Instructions to follow: Give back all of the data exactly as it stands, with the pictures removed.

[Stored items]
::::::::::

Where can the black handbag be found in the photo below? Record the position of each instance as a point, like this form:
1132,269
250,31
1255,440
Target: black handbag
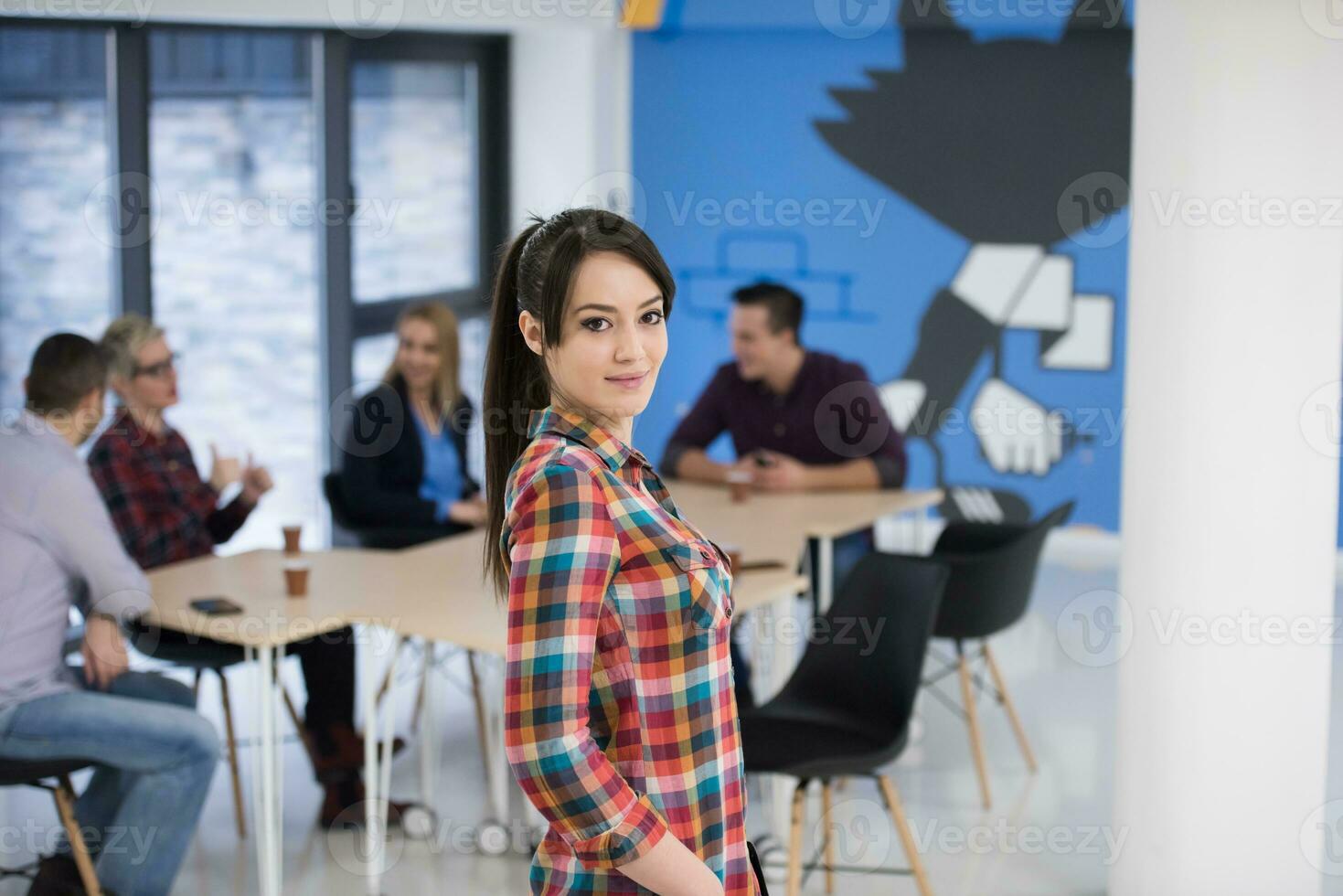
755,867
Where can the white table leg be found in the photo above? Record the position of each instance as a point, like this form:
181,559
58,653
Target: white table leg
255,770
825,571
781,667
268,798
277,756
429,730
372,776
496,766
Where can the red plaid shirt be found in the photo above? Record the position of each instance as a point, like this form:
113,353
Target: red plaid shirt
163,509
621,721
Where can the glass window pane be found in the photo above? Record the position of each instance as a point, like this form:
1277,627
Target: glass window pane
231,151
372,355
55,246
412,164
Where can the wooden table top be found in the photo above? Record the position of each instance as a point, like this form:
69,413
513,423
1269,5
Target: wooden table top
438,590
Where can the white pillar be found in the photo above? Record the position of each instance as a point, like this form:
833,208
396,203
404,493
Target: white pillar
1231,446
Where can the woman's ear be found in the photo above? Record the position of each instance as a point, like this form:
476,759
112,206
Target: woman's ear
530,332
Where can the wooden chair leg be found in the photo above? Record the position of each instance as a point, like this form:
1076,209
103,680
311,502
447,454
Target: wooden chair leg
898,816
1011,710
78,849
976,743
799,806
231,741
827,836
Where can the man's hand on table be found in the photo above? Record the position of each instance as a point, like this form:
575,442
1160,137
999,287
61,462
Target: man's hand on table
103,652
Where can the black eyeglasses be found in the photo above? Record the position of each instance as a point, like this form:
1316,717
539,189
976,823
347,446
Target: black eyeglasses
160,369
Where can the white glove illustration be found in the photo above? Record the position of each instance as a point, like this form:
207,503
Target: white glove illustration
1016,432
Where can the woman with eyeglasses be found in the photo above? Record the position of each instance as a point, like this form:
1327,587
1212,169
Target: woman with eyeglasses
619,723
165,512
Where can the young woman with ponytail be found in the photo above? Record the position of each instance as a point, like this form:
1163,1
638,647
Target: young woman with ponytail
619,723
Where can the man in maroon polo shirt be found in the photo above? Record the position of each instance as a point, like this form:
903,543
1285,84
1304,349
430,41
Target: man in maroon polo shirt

::::::::::

Response to the task:
Where can the black handbag be found in the photo below? Record the position of each instance as a point, like this form:
1132,269
250,31
1255,440
Target: black handbag
755,867
Where can the white table leg be found in the photo above? Record the position of each instance as a point, like this form:
181,559
58,653
Target: white table leg
255,770
825,571
781,667
268,798
277,756
429,730
372,776
496,766
Where can the red plaid shirt be found in the photo above? Record the position of each instance as a point, like this form:
113,353
Target: red plaid shirt
163,509
621,721
Where can the glass window pane be found in the photo above? Record the position of each instance as a point, like this form:
1277,627
Target: glass window pane
231,151
372,355
55,246
412,164
Where can the wooden table top be found in the photo above? Record the position of each instance as a point, like this form:
69,413
513,423
1269,5
Target: wooden table top
438,590
Where can the white pillar be found in the photo above? Record the position of each instance as a point, like this form:
833,208
396,203
404,493
Target: white pillar
1231,446
Where can the woman's ear be found in the photo above? Record the position of each instance as a point, like this form:
476,759
112,206
Target: woman's ear
530,332
Where can the wooden chair leg be found in the photo above? Record the position of each instance as a point, like this form:
1076,209
103,680
311,502
447,454
Target: wooden chair leg
898,816
1011,710
78,849
976,743
799,806
231,741
827,836
Where can the man's hand on table be found in the photo above? Record the position of each instance as a point, like this form:
575,442
1160,137
999,287
61,462
Target: man's hand on table
103,652
Where can the black eyeglasses be found in the photo above? Record the position of each instance as a point, like this form:
1316,717
539,189
976,823
347,446
Target: black eyeglasses
160,369
Where can the white glove illustration be found in the photo above? Record the position of each instance as a point, like this form:
207,503
Target: white glove illustration
1016,432
Where can the woman with eyeglasses be found in the photo above? Record the position of each instance as a point, like this form:
1327,587
1212,169
Target: woman with eyeglasses
619,723
165,512
Where can the young woman with ponytail be found in the photo above? Record the position of each instance as a point, like this form:
1163,1
638,647
Target: young woman with ponytail
619,723
Where can the man in maroon polo shirt be found in the photo above? Record the position of each instance as a point, like this form:
903,543
1285,84
1304,349
430,41
Target: man in maroon polo shirt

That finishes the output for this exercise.